SOURCE INFORMATION
——

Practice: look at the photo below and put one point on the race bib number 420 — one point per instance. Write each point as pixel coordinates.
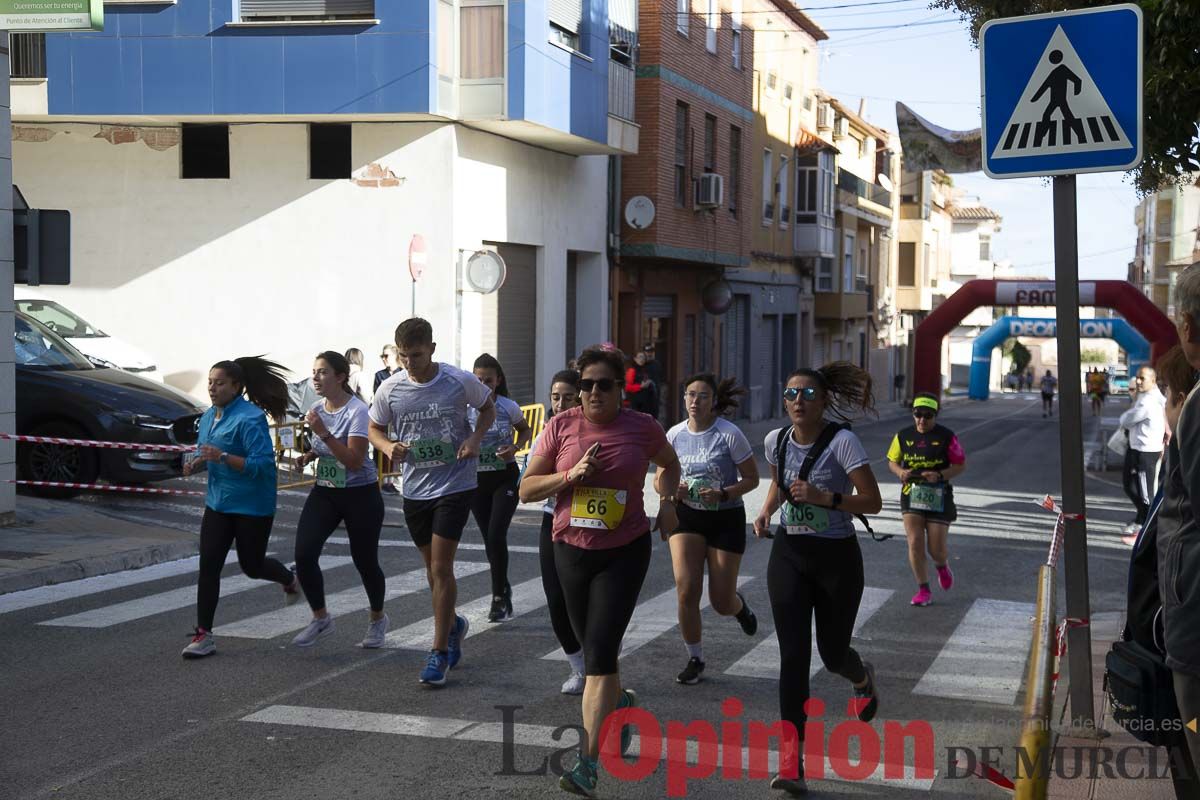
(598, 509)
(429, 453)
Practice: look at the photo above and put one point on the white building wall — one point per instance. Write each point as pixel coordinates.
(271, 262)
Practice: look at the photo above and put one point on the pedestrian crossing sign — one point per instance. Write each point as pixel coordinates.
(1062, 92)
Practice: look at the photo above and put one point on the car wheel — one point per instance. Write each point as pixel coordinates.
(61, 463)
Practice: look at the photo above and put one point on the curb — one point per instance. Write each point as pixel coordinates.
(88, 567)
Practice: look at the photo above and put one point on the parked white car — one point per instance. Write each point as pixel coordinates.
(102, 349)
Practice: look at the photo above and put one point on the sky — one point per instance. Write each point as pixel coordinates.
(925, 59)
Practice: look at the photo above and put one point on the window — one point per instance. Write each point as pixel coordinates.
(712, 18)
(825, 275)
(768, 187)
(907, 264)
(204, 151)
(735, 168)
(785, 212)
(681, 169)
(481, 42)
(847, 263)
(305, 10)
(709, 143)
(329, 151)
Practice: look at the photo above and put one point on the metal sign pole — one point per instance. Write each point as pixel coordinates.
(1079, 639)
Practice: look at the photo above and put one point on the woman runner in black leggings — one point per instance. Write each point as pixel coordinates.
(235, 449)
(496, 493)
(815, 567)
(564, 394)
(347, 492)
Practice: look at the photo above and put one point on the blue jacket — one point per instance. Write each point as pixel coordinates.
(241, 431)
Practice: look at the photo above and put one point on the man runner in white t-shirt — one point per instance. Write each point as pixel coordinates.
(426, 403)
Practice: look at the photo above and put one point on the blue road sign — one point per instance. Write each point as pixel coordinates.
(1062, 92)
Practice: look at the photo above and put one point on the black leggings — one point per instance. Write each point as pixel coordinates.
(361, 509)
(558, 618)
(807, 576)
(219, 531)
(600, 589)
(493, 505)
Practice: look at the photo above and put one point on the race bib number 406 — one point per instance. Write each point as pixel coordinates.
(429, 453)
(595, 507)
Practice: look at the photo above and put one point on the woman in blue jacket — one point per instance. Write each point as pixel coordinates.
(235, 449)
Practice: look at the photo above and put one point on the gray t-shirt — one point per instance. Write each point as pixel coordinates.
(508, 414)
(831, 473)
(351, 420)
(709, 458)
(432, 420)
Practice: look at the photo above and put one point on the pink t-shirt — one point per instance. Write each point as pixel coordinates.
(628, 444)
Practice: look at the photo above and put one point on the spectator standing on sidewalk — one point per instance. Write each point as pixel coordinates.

——

Output the data exactly. Pictures don't belong in the result.

RESPONSE BELOW
Practice: look at the photo below and put one point on the race bib number 420 — one point per instance. Write each point as pixel coordinates.
(598, 509)
(429, 453)
Practice: look at the photo above and put one point on the white building wall — one point per instance. Write each point as pixel coordinates.
(271, 262)
Practice: look at the photo above and put one point on the pedestrian crossing sign — one point per instance. Write each point as pixel coordinates.
(1062, 92)
Practice: look at the photo above and put one point on the car wheel — one point per instance. Write each point as pixel coordinates.
(61, 463)
Practice: look at the photo above and put one point on the curb — one point per instance. Write each point as pixel coordinates.
(88, 567)
Practice: look at the photo above and put one point on the parked white car — one point per instance. Write each point as pixel coordinates.
(102, 349)
Practice: look at the photo above and put one point on the sky — one point per instance. Write each point as pixel coordinates.
(925, 59)
Practice: look at the photo above and put one point on the window — one point per instance. Write each point as pixel coordinates.
(712, 18)
(825, 275)
(768, 187)
(907, 264)
(204, 151)
(735, 168)
(785, 212)
(681, 169)
(481, 42)
(847, 263)
(305, 10)
(709, 143)
(329, 151)
Practice: look at the photo above and put one point on the metal sign pole — one point per instance. Write each point as pixel coordinates.
(1079, 639)
Practice: look at the photo above and put one point on the woman runner in black leggings — one point per instance. Write each point as pixel coordinates.
(235, 449)
(496, 493)
(815, 567)
(564, 394)
(347, 492)
Practice: look at the photo above and put one point on the blue jacket — one point per instance. Write each point as pixel coordinates.
(241, 431)
Practice: look at the photo above and put one point on the man runner in white t-shirt — one point per instance. Write each point as pixel coordinates.
(426, 403)
Practice: look at the photo above and put one point on the blue road sign — one point per instance. Write each point as pixel coordinates.
(1062, 92)
Practice: look at the photo above and put one point on the black leggings — one point per instance. Write each point as pixel coordinates.
(361, 509)
(558, 618)
(807, 576)
(219, 531)
(600, 589)
(493, 505)
Practice: look at the photo above and put one point on the race bib number 406 — one point per instance. Write each point as pixel coordinates.
(429, 453)
(595, 507)
Practice: look at the photo above and put one point on the woman in blue jacket — one point per instance. Write each point as pixel coordinates.
(235, 449)
Practice: look at the photo above and put one point on the gray t-shirt — one point per instance. Write each point as pixel coordinates.
(508, 414)
(831, 473)
(351, 420)
(709, 458)
(432, 420)
Practice: look at the photo above and put one point on the pink t-shirt — one point per instance. Write each point as pixel coordinates.
(628, 444)
Practice: look at the photo above and put one point on the spectator standing on sidewalk — one point per instance. Write each point as pixel coordinates.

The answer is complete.